<<<<

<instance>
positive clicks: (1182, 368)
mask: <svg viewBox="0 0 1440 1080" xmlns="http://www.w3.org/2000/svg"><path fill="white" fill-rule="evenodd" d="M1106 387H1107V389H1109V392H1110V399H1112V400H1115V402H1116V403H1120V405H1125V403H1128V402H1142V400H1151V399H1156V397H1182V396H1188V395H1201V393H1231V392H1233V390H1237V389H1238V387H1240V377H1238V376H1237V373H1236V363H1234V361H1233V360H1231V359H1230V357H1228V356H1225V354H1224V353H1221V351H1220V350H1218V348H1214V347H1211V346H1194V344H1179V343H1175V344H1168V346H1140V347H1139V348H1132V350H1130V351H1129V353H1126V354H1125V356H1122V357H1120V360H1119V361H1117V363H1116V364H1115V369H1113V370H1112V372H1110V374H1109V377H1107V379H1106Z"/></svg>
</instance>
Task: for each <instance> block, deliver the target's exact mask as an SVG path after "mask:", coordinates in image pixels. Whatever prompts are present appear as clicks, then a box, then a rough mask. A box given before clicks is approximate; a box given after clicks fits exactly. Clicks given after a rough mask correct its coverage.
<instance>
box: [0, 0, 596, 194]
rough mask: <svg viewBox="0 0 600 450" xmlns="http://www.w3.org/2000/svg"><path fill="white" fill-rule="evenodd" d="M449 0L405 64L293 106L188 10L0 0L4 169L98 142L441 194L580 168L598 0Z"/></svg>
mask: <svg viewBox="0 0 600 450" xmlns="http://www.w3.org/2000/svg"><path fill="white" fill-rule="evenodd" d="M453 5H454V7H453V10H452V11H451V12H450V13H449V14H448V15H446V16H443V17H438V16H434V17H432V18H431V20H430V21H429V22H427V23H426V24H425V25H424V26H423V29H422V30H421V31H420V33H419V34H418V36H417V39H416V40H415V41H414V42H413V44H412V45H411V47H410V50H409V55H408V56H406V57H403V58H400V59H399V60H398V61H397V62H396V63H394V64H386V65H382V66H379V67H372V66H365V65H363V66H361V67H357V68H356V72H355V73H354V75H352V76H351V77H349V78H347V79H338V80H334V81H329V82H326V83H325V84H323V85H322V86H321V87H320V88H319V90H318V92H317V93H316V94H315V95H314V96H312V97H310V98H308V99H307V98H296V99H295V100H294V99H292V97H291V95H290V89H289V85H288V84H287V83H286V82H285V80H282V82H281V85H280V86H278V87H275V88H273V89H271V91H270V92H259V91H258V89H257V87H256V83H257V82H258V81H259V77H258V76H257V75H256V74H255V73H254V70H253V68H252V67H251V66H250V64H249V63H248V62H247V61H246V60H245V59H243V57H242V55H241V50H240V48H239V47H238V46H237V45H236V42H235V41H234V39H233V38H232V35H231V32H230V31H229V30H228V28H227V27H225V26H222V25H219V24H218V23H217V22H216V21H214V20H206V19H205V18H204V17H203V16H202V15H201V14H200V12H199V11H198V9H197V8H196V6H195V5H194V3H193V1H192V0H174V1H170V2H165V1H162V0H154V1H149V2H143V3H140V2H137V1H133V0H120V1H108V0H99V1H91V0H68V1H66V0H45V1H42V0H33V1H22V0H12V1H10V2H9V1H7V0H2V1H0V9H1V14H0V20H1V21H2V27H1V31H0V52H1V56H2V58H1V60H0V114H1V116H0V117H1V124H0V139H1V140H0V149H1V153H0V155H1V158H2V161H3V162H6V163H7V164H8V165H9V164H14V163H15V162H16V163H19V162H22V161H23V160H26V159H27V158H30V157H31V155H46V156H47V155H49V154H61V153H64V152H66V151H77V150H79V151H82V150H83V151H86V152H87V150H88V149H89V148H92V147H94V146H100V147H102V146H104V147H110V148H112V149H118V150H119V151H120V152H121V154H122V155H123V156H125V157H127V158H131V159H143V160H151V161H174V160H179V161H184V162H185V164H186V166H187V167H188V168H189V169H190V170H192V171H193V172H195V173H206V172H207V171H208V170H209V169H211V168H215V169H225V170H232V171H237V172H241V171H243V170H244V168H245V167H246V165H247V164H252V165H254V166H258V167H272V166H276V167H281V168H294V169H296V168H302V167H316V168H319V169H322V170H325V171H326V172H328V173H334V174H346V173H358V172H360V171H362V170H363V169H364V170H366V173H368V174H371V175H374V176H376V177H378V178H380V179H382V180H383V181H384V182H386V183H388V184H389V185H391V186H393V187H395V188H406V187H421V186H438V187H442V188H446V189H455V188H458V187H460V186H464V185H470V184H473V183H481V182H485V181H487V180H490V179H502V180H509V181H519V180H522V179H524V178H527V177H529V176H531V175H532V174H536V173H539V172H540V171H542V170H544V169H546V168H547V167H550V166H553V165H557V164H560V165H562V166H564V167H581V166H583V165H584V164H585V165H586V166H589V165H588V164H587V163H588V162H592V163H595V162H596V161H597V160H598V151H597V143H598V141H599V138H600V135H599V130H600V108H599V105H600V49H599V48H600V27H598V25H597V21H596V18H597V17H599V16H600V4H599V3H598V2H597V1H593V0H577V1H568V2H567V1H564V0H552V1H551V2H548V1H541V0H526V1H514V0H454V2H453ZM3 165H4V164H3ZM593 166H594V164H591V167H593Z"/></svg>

>>>>

Reproduce the lines of the items above unchanged, beginning at the line that contains "</instance>" and stopping after the line that contains "box: [0, 0, 596, 194]".

▸ **Your solution**
</instance>
Task: for each <instance> block, deliver the target's exact mask as an SVG path after "mask:", coordinates in image pixels. Whatever prompts are present appear as clicks, then a box, then a rough mask. A box given before clicks is approximate; a box given after clicks fits exactly. Clicks given after a rough mask correct its coverage.
<instance>
box: [0, 0, 596, 194]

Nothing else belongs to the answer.